• WORK TASK: Could you copy the lines below exactly, leaving none out?

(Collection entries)
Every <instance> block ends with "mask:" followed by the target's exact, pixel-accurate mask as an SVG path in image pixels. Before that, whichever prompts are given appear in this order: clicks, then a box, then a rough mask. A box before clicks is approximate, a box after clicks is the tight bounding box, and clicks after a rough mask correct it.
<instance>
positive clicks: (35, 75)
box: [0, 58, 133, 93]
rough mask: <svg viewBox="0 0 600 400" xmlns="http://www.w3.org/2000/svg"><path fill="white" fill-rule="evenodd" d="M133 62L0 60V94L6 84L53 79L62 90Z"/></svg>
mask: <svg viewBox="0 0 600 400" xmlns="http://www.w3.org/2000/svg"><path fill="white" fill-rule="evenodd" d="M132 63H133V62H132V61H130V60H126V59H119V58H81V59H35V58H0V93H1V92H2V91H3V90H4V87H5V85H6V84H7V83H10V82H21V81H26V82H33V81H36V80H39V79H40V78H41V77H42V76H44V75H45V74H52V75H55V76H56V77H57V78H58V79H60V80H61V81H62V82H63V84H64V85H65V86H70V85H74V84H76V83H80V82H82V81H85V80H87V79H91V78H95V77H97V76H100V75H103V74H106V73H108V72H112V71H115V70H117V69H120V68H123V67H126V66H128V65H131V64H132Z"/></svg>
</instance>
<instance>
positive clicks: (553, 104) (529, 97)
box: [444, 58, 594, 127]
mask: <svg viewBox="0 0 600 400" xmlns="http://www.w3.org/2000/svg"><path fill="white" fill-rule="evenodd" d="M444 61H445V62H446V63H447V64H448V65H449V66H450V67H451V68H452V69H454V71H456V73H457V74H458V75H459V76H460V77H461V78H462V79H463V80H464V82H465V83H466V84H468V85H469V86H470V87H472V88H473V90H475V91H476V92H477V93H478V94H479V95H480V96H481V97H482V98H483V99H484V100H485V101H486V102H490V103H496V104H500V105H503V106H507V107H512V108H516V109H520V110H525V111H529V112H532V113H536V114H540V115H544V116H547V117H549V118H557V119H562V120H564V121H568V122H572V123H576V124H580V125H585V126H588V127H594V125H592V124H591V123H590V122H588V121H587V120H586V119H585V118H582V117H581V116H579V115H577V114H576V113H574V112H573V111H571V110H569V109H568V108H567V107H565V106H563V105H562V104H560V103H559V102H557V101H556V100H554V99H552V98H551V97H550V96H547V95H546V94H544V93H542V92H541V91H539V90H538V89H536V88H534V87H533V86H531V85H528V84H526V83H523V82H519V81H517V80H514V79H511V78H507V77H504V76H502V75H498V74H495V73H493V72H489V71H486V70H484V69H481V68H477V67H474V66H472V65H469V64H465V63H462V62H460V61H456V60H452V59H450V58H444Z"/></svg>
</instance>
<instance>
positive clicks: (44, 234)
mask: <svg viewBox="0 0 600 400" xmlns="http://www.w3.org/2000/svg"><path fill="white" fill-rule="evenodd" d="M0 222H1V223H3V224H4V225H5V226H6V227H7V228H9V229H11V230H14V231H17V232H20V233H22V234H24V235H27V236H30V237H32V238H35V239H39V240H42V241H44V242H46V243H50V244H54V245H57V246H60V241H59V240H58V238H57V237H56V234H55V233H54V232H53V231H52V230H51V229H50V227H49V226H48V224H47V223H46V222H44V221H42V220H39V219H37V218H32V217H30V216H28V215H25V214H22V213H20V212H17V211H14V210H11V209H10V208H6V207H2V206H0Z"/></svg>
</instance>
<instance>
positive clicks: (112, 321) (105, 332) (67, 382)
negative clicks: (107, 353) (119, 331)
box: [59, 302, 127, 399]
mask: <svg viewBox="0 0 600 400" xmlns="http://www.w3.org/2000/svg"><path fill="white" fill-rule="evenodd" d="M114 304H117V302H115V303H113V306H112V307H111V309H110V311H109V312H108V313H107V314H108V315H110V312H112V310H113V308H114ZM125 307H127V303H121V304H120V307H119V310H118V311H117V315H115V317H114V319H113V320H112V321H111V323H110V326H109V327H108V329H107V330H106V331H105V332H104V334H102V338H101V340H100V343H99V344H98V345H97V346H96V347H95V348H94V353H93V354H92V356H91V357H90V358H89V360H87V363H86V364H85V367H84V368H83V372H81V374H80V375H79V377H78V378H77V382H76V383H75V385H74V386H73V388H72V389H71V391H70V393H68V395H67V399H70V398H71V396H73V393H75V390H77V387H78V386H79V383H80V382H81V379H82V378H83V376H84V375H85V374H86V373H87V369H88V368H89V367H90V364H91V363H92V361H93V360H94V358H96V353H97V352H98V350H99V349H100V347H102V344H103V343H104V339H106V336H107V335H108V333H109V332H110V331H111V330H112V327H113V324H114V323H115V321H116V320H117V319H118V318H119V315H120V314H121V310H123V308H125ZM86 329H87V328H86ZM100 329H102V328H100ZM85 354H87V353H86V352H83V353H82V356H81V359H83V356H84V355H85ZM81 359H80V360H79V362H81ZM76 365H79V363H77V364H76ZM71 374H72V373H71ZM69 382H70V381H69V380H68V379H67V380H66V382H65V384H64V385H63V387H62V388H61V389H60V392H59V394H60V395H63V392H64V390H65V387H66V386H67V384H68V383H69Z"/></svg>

• ANSWER SPACE:
Every <instance> block ends with "mask:" followed by the target's exact, pixel-accurate mask as an SVG path in image pixels. Before that, whichever prompts are given appear in this order: clicks, then a box, then a rough mask. A box before clicks is approximate, a box after clicks is the tight bounding box, and clicks after a rough mask correct it.
<instance>
positive clicks: (35, 75)
box: [0, 58, 133, 93]
rough mask: <svg viewBox="0 0 600 400" xmlns="http://www.w3.org/2000/svg"><path fill="white" fill-rule="evenodd" d="M133 62L0 60V94L6 84L53 79L62 90Z"/></svg>
mask: <svg viewBox="0 0 600 400" xmlns="http://www.w3.org/2000/svg"><path fill="white" fill-rule="evenodd" d="M132 63H133V62H132V61H130V60H126V59H119V58H81V59H35V58H0V93H1V92H2V91H3V90H4V87H5V85H6V84H7V83H10V82H21V81H26V82H33V81H36V80H39V79H40V78H41V77H42V76H44V75H45V74H52V75H55V76H56V77H57V78H58V79H60V80H61V81H62V82H63V84H64V85H65V86H70V85H74V84H76V83H80V82H82V81H85V80H87V79H91V78H95V77H97V76H100V75H103V74H106V73H108V72H112V71H115V70H117V69H120V68H123V67H126V66H128V65H131V64H132Z"/></svg>
</instance>
<instance>
positive clicks: (553, 104) (529, 97)
box: [444, 58, 594, 127]
mask: <svg viewBox="0 0 600 400" xmlns="http://www.w3.org/2000/svg"><path fill="white" fill-rule="evenodd" d="M444 61H445V62H446V63H447V64H448V65H449V66H450V67H451V68H452V69H454V71H456V73H457V74H458V75H459V76H460V77H461V78H462V79H463V80H464V82H465V83H466V84H468V85H469V86H470V87H472V88H473V90H475V91H476V92H477V93H478V94H479V95H480V96H481V97H482V98H483V99H484V100H485V101H486V102H490V103H496V104H500V105H503V106H507V107H512V108H516V109H520V110H525V111H529V112H532V113H536V114H540V115H544V116H547V117H549V118H557V119H562V120H564V121H568V122H572V123H576V124H580V125H585V126H588V127H594V125H592V124H591V123H590V122H588V121H587V120H586V119H585V118H582V117H581V116H579V115H577V114H576V113H574V112H573V111H571V110H569V109H568V108H567V107H565V106H563V105H562V104H560V103H559V102H557V101H556V100H554V99H552V98H551V97H550V96H547V95H546V94H544V93H542V92H541V91H539V90H538V89H536V88H534V87H533V86H531V85H528V84H526V83H523V82H519V81H517V80H514V79H511V78H507V77H504V76H502V75H498V74H495V73H493V72H489V71H486V70H484V69H481V68H477V67H474V66H472V65H469V64H465V63H462V62H460V61H456V60H452V59H450V58H444Z"/></svg>
</instance>
<instance>
positive clicks: (44, 234)
mask: <svg viewBox="0 0 600 400" xmlns="http://www.w3.org/2000/svg"><path fill="white" fill-rule="evenodd" d="M0 222H1V223H3V224H4V225H5V226H6V227H7V228H9V229H11V230H14V231H17V232H20V233H22V234H24V235H27V236H30V237H32V238H35V239H39V240H42V241H44V242H46V243H50V244H54V245H57V246H60V241H59V240H58V238H57V237H56V234H55V233H54V232H53V231H52V230H51V229H50V227H49V226H48V224H47V223H46V222H44V221H42V220H39V219H37V218H32V217H30V216H28V215H25V214H22V213H20V212H17V211H14V210H11V209H10V208H6V207H2V206H0Z"/></svg>
</instance>
<instance>
positive clicks: (112, 321) (105, 332) (67, 382)
negative clicks: (107, 353) (119, 331)
box: [59, 302, 127, 399]
mask: <svg viewBox="0 0 600 400" xmlns="http://www.w3.org/2000/svg"><path fill="white" fill-rule="evenodd" d="M114 304H117V302H115V303H113V306H112V307H111V309H110V311H109V312H108V313H107V314H108V315H110V312H112V310H113V308H114ZM125 307H127V303H121V304H120V307H119V310H118V311H117V315H115V317H114V319H113V320H112V321H111V323H110V326H109V327H108V329H107V330H106V331H105V332H104V334H102V338H101V340H100V343H99V344H98V345H97V346H96V347H95V348H94V353H93V354H92V356H91V357H90V358H89V360H87V363H86V364H85V367H84V368H83V372H81V374H80V375H79V377H78V378H77V382H76V383H75V385H74V386H73V388H72V389H71V391H70V393H68V395H67V399H70V398H71V396H73V393H75V390H77V387H78V386H79V383H80V382H81V379H82V378H83V376H84V375H85V374H86V373H87V369H88V368H89V367H90V364H91V363H92V361H93V360H94V358H96V353H97V352H98V350H99V349H100V347H102V344H103V343H104V339H106V336H107V335H108V333H109V332H110V331H111V330H112V327H113V324H114V323H115V321H116V320H117V319H118V318H119V315H120V314H121V310H123V308H125ZM86 329H87V328H86ZM100 329H102V328H100ZM85 354H87V353H86V352H83V353H82V356H81V359H83V356H84V355H85ZM81 359H80V360H79V362H81ZM76 365H79V363H77V364H76ZM71 374H72V373H71ZM69 382H70V381H69V380H68V379H67V380H66V382H65V384H64V385H63V387H62V388H61V389H60V392H59V394H60V395H63V392H64V390H65V387H66V386H67V384H68V383H69Z"/></svg>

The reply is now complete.